■ DESCRIPTION OF THE TASK ■
Lay out the items in the stretch from the line containing "# Scan for the metal fence" through the line containing "[31,41,120,79]" as a two-column CSV with the columns item_text and answer. Give one row per item, and put each field in quotation marks with any line breaks turned into spaces.

[Dataset excerpt]

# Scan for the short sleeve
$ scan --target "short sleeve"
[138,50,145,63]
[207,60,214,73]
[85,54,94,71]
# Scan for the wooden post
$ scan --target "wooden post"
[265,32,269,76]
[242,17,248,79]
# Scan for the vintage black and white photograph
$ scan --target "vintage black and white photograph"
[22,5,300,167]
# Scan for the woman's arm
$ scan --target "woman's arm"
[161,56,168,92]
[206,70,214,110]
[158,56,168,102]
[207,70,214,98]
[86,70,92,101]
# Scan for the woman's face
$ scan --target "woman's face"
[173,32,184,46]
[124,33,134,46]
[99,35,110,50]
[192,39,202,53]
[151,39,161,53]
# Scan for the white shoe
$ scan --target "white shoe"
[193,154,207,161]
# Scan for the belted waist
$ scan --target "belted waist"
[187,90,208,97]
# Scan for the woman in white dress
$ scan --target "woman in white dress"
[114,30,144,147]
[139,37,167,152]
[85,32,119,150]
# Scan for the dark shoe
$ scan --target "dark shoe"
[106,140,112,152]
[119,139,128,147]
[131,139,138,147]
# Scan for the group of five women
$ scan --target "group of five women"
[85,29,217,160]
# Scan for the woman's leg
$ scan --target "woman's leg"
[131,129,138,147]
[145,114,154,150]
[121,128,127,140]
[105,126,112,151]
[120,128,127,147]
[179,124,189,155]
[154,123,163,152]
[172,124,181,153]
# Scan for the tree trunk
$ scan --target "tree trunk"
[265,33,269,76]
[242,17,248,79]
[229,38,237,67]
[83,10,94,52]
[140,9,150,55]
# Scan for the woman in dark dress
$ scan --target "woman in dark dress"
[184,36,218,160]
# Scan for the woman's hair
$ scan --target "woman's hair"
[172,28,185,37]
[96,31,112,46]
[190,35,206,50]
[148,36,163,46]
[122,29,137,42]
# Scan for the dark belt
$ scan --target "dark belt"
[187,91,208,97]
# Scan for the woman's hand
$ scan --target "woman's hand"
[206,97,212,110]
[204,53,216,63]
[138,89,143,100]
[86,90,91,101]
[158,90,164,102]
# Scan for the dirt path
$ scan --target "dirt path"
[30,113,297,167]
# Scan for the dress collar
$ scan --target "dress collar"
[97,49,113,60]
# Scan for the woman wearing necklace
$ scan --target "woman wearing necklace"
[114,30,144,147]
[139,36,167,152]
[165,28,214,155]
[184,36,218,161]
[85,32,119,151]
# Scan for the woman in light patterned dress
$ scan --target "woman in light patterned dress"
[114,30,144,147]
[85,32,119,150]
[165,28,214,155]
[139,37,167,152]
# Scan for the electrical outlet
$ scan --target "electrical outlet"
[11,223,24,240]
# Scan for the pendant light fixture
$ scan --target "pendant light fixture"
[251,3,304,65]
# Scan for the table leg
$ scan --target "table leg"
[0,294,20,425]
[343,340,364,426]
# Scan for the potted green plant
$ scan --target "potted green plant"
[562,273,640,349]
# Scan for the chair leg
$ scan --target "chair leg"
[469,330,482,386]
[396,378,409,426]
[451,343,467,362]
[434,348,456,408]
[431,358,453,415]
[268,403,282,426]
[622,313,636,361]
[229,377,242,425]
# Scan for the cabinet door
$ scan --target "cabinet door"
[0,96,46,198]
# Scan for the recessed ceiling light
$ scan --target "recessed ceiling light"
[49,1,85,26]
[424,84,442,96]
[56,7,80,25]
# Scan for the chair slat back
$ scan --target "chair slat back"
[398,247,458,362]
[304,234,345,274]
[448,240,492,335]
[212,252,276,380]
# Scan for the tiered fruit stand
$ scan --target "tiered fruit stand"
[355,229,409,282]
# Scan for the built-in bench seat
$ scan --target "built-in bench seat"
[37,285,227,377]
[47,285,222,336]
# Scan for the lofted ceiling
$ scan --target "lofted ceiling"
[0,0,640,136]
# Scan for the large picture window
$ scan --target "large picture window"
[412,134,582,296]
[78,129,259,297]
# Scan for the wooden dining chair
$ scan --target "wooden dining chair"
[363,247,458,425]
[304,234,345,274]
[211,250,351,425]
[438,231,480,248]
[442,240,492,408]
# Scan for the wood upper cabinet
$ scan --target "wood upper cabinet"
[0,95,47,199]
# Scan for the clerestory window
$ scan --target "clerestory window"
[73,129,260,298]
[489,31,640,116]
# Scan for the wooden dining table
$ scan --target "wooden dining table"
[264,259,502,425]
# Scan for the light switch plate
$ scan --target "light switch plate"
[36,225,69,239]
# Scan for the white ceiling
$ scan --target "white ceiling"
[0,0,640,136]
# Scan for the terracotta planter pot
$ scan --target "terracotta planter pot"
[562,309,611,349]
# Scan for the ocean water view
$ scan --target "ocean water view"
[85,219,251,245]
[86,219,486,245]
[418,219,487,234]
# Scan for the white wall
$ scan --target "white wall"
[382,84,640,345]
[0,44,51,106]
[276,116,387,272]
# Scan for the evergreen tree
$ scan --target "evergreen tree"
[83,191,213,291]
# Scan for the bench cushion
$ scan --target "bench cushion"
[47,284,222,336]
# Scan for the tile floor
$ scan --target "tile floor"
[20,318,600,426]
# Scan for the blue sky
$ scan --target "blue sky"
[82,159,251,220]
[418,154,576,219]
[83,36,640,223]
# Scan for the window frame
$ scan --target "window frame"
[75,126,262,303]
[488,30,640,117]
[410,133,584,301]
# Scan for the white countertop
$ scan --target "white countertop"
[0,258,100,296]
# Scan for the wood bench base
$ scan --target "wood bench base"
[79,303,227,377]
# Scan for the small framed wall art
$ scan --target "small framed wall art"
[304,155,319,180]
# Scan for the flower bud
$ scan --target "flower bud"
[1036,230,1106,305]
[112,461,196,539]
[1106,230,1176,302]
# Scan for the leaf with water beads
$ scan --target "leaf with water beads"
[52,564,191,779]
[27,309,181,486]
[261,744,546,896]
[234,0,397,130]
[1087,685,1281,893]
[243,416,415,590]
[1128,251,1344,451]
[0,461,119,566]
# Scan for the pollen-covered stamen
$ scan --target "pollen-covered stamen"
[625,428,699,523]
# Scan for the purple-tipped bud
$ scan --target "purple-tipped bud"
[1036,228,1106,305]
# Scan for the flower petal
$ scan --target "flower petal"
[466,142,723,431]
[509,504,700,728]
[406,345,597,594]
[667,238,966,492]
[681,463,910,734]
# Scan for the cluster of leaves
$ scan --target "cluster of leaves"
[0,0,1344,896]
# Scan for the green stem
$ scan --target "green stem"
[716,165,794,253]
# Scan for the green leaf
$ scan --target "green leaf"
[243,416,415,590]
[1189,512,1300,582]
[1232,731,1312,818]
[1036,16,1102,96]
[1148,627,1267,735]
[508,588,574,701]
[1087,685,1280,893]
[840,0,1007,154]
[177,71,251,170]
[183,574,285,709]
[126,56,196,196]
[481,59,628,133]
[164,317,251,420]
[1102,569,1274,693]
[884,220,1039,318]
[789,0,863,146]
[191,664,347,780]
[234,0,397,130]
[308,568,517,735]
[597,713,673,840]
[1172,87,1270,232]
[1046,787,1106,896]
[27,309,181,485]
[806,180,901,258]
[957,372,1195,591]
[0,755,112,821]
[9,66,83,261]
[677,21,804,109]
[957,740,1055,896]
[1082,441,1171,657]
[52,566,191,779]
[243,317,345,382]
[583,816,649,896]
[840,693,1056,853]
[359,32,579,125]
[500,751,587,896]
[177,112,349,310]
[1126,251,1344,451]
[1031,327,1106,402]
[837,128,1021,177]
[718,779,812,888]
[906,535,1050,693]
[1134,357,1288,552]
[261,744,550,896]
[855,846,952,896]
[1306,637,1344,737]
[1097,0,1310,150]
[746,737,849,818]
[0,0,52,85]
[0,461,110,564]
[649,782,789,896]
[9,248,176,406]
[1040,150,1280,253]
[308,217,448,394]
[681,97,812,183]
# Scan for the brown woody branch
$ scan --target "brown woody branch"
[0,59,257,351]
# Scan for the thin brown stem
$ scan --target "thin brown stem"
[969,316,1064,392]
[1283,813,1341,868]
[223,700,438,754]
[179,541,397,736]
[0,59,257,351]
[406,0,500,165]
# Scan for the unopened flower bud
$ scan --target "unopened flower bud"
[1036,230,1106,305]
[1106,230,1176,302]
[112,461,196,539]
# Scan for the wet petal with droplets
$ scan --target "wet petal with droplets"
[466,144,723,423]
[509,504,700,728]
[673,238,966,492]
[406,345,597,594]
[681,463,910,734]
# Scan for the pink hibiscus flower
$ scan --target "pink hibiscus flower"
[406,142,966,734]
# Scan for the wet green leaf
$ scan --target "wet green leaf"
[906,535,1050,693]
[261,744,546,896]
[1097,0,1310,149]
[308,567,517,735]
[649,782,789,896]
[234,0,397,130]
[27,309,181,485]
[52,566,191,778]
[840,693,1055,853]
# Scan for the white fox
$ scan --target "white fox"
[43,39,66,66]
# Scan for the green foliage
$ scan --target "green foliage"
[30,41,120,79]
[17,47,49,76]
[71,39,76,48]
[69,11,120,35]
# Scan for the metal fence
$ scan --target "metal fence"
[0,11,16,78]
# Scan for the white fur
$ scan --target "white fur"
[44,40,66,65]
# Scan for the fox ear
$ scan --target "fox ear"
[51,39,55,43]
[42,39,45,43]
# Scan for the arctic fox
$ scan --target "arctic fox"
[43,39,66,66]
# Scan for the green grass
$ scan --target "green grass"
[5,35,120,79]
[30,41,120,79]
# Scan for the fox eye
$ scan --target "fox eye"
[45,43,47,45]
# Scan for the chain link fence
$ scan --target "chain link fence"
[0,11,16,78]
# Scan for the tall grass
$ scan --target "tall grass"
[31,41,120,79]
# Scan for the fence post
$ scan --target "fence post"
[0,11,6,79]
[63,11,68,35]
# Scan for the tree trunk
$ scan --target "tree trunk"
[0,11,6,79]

■ ANSWER TO THE EXERCISE ■
item_text,answer
"# Scan for the metal fence $ scan --target ""metal fence""","[0,11,16,78]"
"# Scan for the white fur $ scan --target ""white fur""","[44,40,66,65]"
"# Scan for the fox ear $ scan --target ""fox ear""","[51,39,55,43] [42,39,45,43]"
"# Scan for the arctic fox $ scan --target ""arctic fox""","[43,39,66,66]"
"# Scan for the green grass $ scan --target ""green grass""","[5,35,120,79] [30,41,120,79]"
"# Scan for the fox eye $ scan --target ""fox eye""","[45,43,47,45]"
"# Scan for the chain link fence $ scan --target ""chain link fence""","[0,11,16,78]"
"# Scan for the tall grass $ scan --target ""tall grass""","[31,41,120,79]"